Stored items
■ ■ ■

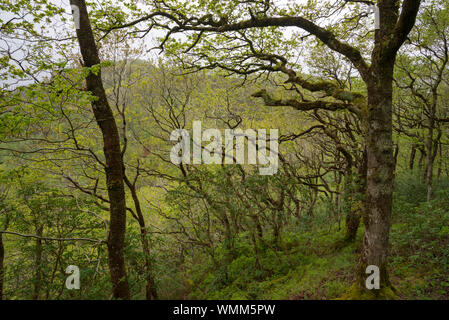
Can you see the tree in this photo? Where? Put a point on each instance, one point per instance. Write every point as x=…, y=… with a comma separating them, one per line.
x=238, y=37
x=422, y=71
x=112, y=151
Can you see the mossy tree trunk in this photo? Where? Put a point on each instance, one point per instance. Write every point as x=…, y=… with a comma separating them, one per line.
x=113, y=155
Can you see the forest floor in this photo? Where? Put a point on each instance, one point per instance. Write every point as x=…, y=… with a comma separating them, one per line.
x=311, y=266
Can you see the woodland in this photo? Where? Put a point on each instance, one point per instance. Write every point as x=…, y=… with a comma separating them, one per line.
x=91, y=92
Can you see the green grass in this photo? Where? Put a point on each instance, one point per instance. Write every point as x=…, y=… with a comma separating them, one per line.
x=311, y=266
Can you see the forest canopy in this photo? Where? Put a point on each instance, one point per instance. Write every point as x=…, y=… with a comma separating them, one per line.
x=260, y=149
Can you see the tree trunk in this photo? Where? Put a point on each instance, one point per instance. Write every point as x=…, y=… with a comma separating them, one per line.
x=379, y=188
x=412, y=158
x=37, y=264
x=2, y=267
x=429, y=146
x=150, y=287
x=355, y=211
x=112, y=151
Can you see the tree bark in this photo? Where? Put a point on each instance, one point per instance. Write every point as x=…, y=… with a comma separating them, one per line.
x=412, y=158
x=37, y=264
x=112, y=151
x=2, y=266
x=150, y=287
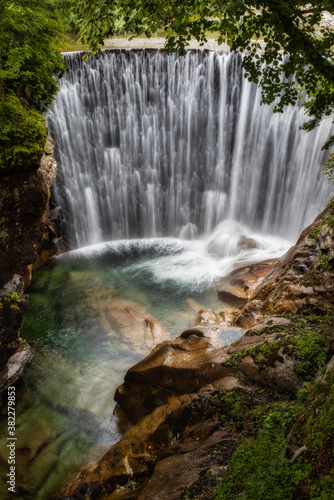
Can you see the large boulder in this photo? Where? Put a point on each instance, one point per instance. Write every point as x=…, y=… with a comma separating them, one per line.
x=182, y=366
x=302, y=277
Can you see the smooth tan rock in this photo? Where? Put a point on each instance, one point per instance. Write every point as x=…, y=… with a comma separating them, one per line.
x=127, y=321
x=179, y=367
x=299, y=279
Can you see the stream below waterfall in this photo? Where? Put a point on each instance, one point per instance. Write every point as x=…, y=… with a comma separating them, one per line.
x=170, y=174
x=93, y=313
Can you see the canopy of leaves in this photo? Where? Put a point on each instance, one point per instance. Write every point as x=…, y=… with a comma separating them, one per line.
x=30, y=64
x=294, y=62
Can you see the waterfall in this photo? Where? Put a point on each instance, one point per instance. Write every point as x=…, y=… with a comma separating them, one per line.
x=150, y=144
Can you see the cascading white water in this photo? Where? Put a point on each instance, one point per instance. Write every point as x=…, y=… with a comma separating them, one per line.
x=150, y=144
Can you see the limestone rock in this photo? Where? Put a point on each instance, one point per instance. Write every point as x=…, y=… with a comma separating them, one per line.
x=25, y=233
x=233, y=297
x=15, y=365
x=173, y=368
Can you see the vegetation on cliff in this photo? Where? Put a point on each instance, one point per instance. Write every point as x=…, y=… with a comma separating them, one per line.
x=30, y=63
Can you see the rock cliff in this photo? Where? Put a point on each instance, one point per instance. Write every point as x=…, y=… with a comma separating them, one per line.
x=27, y=238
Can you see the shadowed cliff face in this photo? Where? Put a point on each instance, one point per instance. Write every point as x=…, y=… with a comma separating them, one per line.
x=25, y=233
x=193, y=400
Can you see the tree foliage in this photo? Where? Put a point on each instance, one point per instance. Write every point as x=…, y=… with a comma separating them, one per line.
x=30, y=64
x=294, y=62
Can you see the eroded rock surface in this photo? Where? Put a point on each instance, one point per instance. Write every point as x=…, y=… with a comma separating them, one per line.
x=172, y=395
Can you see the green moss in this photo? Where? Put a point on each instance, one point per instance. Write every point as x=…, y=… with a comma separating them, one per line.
x=260, y=468
x=12, y=300
x=234, y=406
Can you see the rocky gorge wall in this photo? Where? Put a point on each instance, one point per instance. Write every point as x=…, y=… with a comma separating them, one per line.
x=257, y=414
x=27, y=239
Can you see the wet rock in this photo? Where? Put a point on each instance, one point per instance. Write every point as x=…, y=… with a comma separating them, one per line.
x=206, y=316
x=25, y=237
x=279, y=373
x=228, y=316
x=245, y=243
x=302, y=277
x=233, y=297
x=130, y=323
x=160, y=456
x=15, y=365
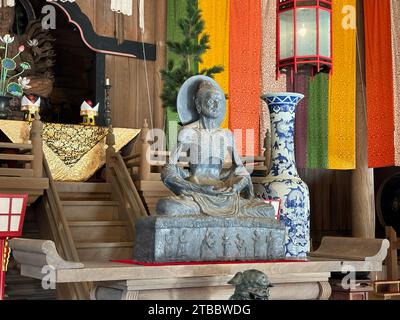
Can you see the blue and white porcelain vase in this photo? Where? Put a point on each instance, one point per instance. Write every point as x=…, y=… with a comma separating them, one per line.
x=283, y=181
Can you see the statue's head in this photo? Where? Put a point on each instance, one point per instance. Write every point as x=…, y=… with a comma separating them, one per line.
x=200, y=96
x=209, y=102
x=7, y=16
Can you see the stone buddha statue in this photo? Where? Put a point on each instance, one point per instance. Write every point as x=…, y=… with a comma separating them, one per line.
x=38, y=52
x=208, y=187
x=213, y=215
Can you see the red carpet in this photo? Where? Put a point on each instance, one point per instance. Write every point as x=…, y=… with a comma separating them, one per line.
x=163, y=264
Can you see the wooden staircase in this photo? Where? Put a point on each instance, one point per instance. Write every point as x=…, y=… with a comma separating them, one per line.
x=99, y=231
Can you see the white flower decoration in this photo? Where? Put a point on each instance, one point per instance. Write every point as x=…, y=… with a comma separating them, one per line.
x=7, y=39
x=33, y=42
x=24, y=82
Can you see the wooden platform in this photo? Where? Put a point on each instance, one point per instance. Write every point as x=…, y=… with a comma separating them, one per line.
x=292, y=280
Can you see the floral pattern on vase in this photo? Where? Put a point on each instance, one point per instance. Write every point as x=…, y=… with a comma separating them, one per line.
x=283, y=181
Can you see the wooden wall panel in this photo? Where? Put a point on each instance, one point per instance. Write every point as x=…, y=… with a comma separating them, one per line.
x=103, y=19
x=330, y=199
x=130, y=97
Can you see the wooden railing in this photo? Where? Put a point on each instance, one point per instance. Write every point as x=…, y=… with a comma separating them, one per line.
x=124, y=190
x=27, y=158
x=149, y=162
x=61, y=235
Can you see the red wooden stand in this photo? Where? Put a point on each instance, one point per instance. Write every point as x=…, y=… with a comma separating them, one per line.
x=5, y=255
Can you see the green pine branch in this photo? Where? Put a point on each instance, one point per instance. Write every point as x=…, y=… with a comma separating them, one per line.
x=190, y=50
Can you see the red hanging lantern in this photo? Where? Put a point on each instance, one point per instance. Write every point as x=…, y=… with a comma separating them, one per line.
x=12, y=215
x=304, y=36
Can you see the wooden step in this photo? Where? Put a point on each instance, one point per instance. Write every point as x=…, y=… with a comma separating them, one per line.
x=104, y=251
x=99, y=231
x=16, y=157
x=20, y=146
x=12, y=172
x=83, y=187
x=22, y=183
x=90, y=210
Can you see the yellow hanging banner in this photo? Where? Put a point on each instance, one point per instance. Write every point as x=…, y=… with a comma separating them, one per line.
x=216, y=17
x=342, y=88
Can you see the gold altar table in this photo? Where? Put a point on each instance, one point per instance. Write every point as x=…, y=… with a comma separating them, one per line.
x=73, y=152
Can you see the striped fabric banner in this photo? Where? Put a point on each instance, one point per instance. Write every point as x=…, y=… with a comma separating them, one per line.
x=268, y=63
x=317, y=122
x=395, y=28
x=216, y=17
x=379, y=83
x=342, y=92
x=176, y=10
x=245, y=71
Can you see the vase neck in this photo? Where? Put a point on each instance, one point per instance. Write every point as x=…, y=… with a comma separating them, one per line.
x=283, y=163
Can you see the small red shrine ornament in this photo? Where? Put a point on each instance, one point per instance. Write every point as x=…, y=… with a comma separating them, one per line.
x=304, y=36
x=12, y=215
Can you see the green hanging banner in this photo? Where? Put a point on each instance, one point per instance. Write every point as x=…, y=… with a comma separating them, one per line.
x=176, y=10
x=317, y=131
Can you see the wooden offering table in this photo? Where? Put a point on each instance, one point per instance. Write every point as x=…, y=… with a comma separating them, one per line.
x=305, y=279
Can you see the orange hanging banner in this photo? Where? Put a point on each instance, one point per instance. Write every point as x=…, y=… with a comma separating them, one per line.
x=216, y=18
x=245, y=72
x=379, y=83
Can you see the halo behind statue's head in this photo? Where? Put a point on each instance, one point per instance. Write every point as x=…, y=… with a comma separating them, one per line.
x=186, y=99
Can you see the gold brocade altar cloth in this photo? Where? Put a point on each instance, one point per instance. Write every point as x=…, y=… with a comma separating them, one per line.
x=73, y=152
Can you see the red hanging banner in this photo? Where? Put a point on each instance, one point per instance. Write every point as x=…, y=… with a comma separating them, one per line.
x=379, y=83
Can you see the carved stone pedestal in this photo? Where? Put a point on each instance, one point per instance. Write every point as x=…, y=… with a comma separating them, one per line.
x=304, y=279
x=203, y=238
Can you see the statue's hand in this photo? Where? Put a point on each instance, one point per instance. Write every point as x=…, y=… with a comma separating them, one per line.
x=209, y=190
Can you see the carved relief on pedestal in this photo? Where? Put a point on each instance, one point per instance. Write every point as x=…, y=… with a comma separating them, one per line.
x=208, y=245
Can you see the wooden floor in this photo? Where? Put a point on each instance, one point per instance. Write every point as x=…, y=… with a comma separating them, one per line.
x=93, y=217
x=23, y=288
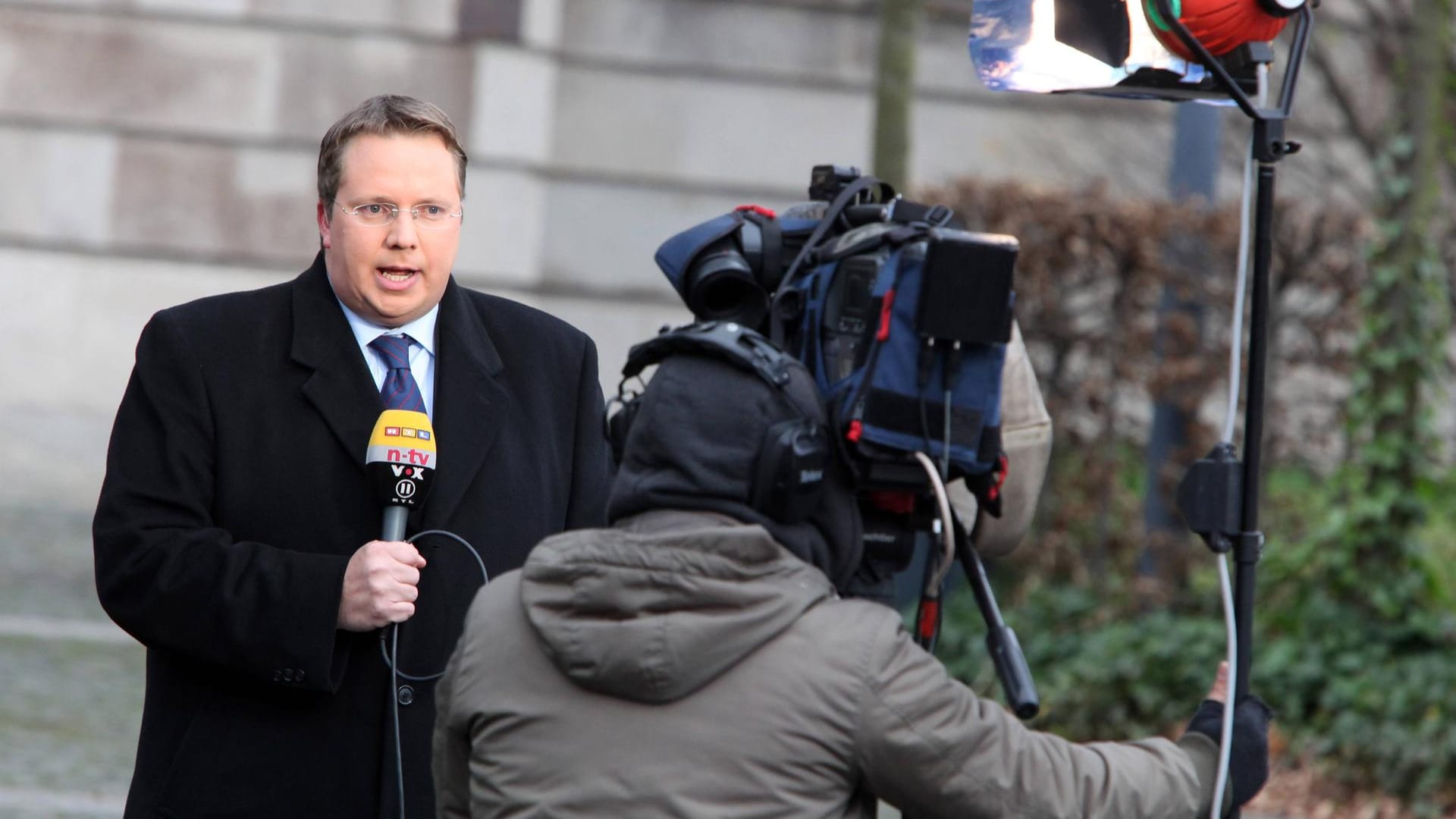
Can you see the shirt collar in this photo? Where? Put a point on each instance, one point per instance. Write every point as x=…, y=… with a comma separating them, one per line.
x=421, y=330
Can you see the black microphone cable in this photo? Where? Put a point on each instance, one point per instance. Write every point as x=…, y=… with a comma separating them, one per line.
x=392, y=661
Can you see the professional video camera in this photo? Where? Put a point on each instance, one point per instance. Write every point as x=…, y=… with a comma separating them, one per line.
x=903, y=318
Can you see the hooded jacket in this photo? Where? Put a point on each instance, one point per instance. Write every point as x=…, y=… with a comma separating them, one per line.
x=683, y=664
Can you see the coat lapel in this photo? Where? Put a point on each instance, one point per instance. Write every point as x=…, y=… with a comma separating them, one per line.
x=471, y=403
x=341, y=387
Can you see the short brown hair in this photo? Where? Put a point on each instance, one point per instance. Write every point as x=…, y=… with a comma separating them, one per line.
x=383, y=115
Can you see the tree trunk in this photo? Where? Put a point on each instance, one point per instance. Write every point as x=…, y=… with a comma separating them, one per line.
x=894, y=89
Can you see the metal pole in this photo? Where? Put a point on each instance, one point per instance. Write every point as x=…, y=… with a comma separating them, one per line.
x=1251, y=544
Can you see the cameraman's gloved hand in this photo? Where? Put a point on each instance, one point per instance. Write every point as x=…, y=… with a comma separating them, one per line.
x=1250, y=757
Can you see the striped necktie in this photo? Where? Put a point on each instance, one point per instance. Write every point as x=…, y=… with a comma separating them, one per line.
x=400, y=391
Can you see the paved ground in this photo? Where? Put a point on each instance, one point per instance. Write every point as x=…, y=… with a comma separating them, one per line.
x=71, y=681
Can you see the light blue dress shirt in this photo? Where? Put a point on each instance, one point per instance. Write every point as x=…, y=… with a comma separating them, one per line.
x=421, y=353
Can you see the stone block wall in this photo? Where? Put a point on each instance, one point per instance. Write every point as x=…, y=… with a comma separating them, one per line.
x=158, y=150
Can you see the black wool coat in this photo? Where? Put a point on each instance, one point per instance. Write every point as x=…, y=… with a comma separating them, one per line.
x=235, y=494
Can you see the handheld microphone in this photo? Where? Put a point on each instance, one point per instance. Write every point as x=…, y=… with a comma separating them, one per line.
x=400, y=463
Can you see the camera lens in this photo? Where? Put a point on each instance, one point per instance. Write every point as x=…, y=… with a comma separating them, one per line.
x=721, y=286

■ ■ ■

Do this:
Please render as a numbered list the part of the stored items above that opens with the line containing "Can you see the wooden railing" and closes with the line containing "x=90, y=210". Include both of those lines and leave out any blank lines.

Answer to this task:
1. Can you see the wooden railing in this photo? Where? Put a point on each instance, one point per instance. Write every point as x=…, y=… with a comma separating them, one per line.
2. x=124, y=190
3. x=27, y=158
4. x=149, y=162
5. x=61, y=235
6. Can you see the red wooden stand in this photo? Where? Put a point on each instance, one point per instance. Write every point as x=…, y=… with a comma separating them, one per line.
7. x=5, y=255
8. Can you see the green pine branch in this photo? Where? Put a point on each instance, one point per instance. Write every point as x=…, y=… with a comma separating them, one per line.
9. x=190, y=50
10. Can you see the red hanging lantern in this photo? Where? Put a point on each instance, one point per instance. Write every point as x=…, y=… with a comma separating them, one per line.
11. x=12, y=215
12. x=304, y=36
13. Can you see the wooden step in this photo? Where? Put a point on each instance, one point per instance. Write every point as x=…, y=… with a comma separating them, one per line.
14. x=104, y=251
15. x=99, y=231
16. x=16, y=157
17. x=20, y=146
18. x=12, y=172
19. x=83, y=187
20. x=22, y=183
21. x=90, y=210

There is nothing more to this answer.